EXERCISE DIRECTIONS: Locate every line in the material below that contains the word "reflection", matching case exactly, and copy each of those lines.

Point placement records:
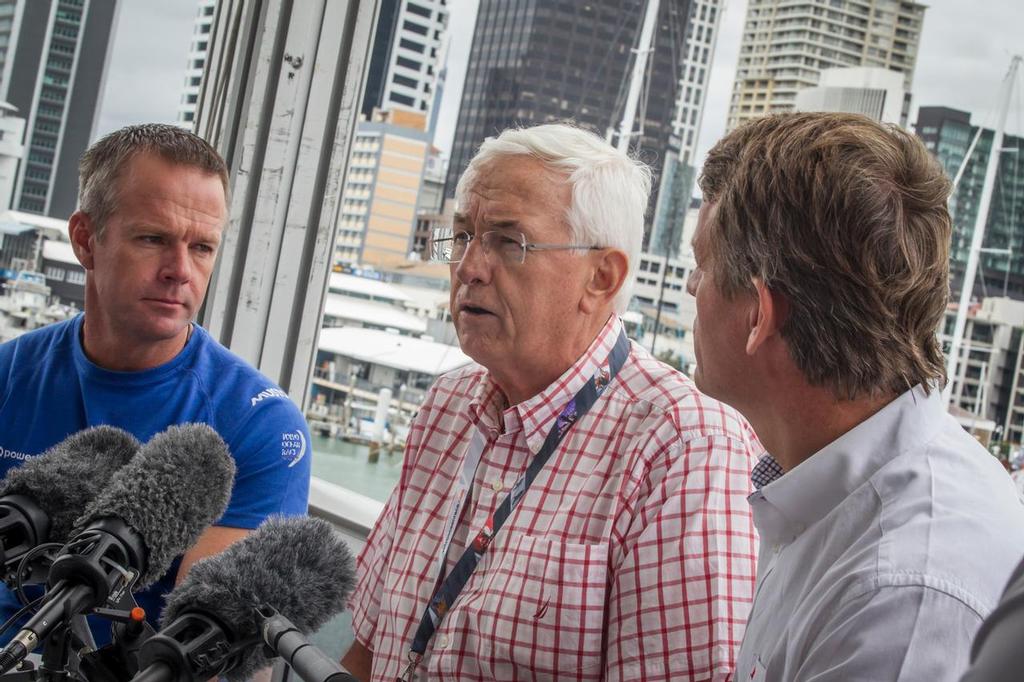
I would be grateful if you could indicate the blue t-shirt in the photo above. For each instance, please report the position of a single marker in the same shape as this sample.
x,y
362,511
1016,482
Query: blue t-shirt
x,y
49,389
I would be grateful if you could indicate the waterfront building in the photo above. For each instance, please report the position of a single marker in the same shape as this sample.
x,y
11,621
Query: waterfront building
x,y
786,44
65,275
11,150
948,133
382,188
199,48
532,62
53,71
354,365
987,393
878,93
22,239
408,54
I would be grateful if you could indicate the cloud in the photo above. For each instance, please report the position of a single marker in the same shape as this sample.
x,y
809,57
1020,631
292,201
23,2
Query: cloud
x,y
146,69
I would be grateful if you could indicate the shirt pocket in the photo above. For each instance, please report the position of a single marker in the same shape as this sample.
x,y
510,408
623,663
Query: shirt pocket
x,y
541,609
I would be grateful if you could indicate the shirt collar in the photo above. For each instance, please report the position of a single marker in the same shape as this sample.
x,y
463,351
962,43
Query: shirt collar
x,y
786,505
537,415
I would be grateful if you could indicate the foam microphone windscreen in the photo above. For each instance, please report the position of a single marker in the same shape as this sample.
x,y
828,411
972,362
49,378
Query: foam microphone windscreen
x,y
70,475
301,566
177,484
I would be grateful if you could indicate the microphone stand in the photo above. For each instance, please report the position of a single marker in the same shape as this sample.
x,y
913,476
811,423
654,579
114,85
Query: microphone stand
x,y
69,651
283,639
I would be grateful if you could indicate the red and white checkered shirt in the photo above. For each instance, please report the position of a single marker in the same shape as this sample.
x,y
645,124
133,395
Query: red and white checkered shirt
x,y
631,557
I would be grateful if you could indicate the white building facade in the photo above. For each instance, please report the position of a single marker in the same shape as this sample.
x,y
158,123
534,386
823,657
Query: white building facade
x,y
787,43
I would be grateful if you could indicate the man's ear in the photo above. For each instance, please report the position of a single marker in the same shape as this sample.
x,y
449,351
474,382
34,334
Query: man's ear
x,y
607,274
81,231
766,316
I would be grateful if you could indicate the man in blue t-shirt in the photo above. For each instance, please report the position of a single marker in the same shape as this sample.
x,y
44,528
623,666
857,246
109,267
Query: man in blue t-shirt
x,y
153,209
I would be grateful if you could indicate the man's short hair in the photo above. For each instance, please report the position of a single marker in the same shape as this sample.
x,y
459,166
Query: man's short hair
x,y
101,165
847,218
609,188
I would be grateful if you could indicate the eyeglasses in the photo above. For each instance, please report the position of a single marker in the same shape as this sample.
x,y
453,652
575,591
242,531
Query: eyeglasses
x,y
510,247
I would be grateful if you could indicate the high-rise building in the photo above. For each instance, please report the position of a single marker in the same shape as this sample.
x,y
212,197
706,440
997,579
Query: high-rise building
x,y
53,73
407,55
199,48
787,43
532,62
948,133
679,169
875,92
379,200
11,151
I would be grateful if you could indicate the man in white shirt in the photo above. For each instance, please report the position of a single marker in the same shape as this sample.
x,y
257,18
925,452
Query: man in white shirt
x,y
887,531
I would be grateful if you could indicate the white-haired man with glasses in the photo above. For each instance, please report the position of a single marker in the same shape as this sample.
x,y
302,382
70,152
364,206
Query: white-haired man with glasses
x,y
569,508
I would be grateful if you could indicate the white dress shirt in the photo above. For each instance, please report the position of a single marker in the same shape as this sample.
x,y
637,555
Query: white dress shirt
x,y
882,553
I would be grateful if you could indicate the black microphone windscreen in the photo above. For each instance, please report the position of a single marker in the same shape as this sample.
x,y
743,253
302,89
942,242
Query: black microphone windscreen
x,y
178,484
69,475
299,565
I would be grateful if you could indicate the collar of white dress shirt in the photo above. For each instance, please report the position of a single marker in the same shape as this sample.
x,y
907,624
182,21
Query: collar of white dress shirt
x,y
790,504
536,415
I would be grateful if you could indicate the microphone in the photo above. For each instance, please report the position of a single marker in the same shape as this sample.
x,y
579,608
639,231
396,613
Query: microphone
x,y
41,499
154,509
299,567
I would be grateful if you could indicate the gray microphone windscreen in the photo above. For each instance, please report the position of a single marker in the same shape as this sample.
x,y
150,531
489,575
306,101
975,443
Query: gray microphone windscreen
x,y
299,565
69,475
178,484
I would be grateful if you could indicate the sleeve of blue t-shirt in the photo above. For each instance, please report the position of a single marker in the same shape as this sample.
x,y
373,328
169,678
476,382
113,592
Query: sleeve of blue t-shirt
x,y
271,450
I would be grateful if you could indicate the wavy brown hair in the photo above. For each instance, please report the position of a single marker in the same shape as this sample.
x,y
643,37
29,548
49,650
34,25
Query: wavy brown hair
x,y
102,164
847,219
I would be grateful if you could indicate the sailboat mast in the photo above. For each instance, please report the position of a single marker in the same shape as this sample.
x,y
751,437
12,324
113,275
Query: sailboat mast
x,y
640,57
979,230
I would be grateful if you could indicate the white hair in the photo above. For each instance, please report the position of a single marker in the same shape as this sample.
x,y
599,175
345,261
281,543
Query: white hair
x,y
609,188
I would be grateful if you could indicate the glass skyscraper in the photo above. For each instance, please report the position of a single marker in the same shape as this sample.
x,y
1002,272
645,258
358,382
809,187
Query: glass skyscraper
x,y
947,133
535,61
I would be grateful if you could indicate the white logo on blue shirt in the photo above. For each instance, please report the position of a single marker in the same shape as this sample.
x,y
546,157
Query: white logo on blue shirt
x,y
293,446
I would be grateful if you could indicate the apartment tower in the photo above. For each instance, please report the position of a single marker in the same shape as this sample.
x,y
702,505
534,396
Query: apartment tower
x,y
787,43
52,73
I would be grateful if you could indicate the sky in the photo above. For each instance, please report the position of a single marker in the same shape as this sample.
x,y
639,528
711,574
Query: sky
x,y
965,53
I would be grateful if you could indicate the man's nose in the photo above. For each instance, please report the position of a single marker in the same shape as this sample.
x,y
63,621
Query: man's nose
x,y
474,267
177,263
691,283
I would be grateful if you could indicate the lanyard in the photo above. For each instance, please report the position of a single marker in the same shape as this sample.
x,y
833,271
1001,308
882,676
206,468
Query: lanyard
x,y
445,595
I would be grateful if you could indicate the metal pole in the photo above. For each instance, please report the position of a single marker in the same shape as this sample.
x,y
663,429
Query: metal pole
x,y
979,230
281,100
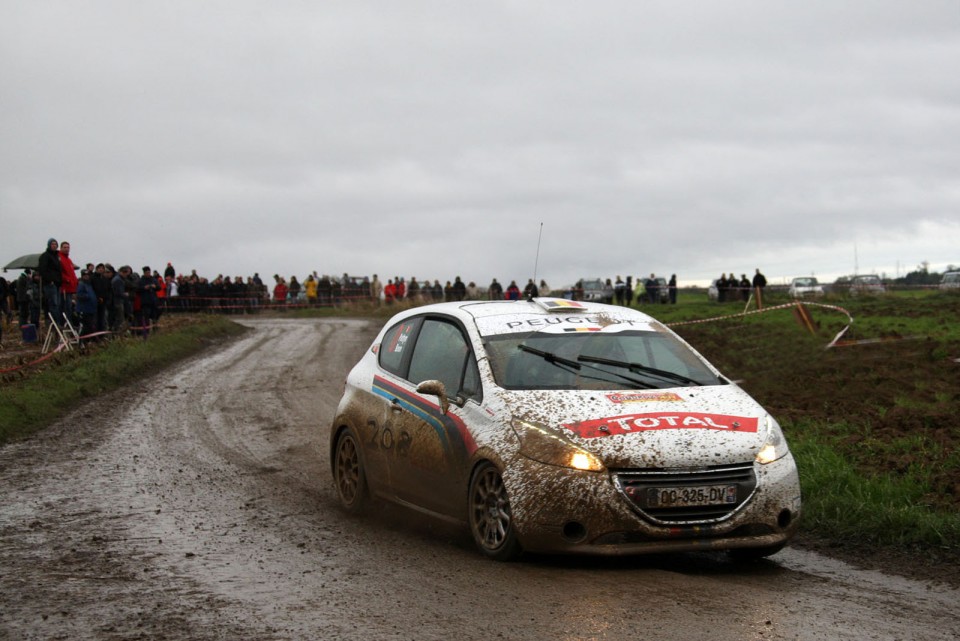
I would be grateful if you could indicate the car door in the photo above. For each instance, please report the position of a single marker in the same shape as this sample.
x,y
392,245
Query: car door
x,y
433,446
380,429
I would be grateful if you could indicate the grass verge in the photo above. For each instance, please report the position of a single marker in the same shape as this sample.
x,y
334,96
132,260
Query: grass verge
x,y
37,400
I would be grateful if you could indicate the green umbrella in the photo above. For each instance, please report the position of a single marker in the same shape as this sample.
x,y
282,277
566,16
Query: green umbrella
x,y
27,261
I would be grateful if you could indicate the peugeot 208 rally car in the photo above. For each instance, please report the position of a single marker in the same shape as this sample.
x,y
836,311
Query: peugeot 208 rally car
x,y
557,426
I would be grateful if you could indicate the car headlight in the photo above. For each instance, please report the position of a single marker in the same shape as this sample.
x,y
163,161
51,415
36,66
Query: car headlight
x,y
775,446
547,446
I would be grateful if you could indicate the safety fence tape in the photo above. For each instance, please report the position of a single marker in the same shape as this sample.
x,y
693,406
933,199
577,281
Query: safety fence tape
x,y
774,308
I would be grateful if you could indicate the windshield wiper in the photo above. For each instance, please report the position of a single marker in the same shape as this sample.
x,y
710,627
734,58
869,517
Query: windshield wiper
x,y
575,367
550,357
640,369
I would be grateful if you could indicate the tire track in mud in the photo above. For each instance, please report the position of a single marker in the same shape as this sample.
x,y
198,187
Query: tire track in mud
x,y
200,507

--

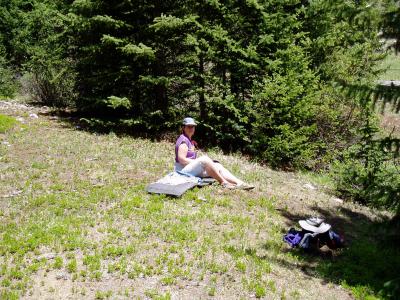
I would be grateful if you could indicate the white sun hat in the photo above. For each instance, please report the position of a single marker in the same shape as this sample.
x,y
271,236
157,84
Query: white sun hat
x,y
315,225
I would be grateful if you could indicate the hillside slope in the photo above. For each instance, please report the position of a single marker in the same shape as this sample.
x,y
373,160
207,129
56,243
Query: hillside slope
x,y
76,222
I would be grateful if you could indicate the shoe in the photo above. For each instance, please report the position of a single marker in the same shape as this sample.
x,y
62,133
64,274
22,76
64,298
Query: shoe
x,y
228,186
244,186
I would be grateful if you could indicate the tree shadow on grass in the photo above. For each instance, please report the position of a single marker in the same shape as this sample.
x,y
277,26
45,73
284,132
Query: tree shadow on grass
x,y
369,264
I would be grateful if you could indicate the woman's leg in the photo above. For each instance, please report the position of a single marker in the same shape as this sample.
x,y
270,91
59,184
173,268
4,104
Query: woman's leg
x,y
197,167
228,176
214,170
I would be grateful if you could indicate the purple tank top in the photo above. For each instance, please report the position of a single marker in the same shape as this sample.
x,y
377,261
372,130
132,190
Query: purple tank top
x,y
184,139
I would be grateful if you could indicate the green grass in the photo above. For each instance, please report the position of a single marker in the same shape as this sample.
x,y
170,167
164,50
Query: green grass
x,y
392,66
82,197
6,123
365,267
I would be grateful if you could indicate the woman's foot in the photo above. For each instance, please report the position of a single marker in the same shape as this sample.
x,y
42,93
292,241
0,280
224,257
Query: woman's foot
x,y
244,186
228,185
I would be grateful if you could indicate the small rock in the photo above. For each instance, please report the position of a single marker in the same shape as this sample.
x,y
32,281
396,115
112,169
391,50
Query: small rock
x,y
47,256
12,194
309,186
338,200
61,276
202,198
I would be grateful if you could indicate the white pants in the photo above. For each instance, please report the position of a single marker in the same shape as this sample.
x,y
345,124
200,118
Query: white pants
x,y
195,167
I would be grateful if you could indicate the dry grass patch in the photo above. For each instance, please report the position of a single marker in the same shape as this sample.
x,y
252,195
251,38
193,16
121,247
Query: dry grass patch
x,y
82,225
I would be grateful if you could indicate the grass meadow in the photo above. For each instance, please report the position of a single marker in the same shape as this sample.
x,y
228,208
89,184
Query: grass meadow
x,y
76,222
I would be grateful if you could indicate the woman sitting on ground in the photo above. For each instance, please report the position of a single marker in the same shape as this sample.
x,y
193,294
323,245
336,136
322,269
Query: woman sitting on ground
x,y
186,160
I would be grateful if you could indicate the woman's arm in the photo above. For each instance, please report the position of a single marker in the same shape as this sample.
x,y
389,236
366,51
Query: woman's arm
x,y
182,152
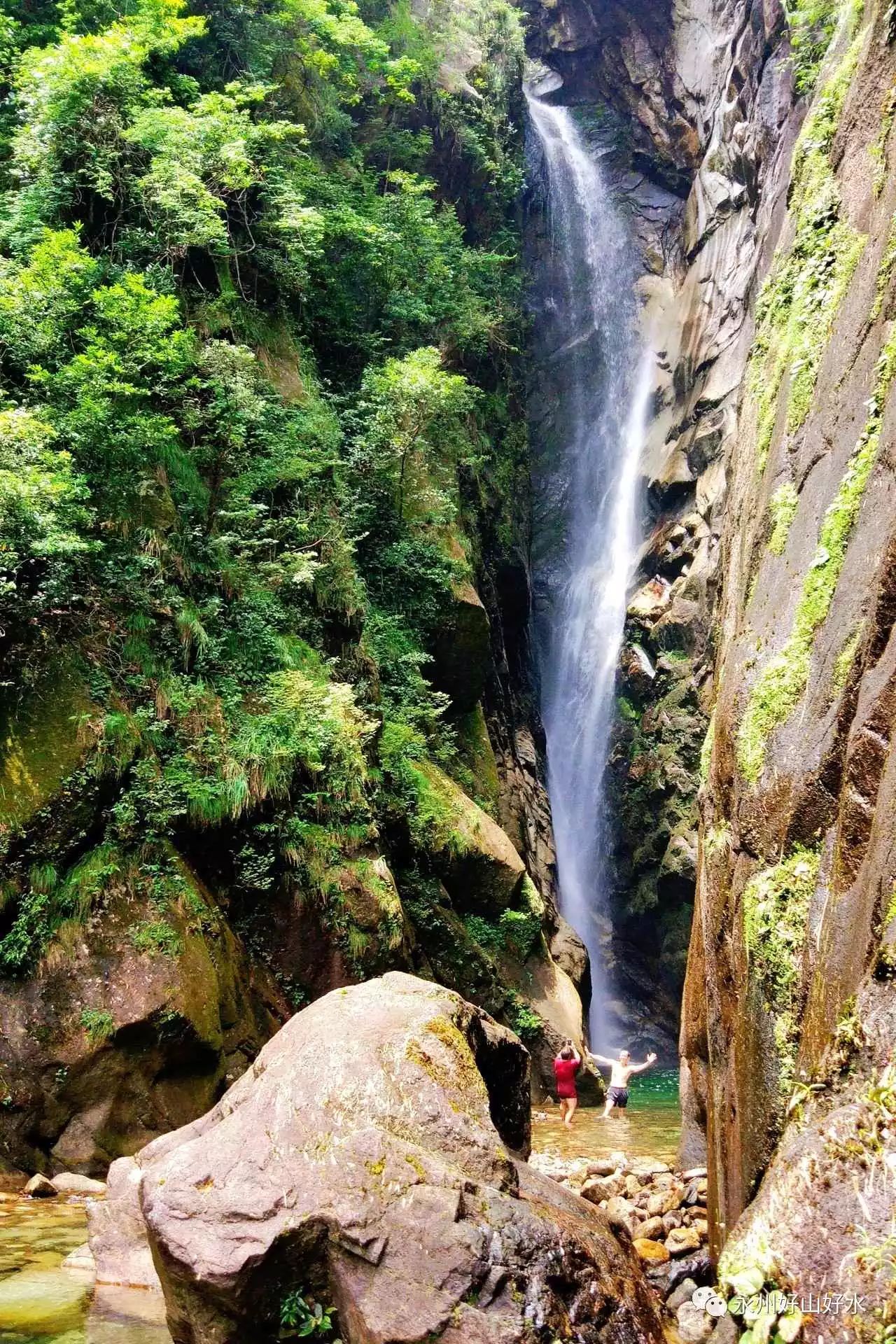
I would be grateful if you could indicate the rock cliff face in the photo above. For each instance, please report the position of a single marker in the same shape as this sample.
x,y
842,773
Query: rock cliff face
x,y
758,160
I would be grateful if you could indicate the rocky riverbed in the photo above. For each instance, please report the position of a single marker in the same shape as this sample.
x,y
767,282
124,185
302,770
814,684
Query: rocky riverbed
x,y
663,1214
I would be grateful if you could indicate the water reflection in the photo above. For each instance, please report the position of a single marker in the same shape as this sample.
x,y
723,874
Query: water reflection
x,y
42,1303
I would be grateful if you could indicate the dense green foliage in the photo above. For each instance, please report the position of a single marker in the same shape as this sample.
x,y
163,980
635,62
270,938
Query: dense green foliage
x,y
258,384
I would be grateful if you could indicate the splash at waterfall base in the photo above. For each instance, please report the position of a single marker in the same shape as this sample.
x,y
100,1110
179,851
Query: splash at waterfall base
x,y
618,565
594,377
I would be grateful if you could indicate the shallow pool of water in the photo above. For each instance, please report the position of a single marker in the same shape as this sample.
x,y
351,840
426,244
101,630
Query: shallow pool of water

OUTPUT OF THE TASK:
I would be grateful if you could indicate the water reflection in the photo above. For each instance, please report the position of a single marker in the same shape as this sample.
Query: water reflection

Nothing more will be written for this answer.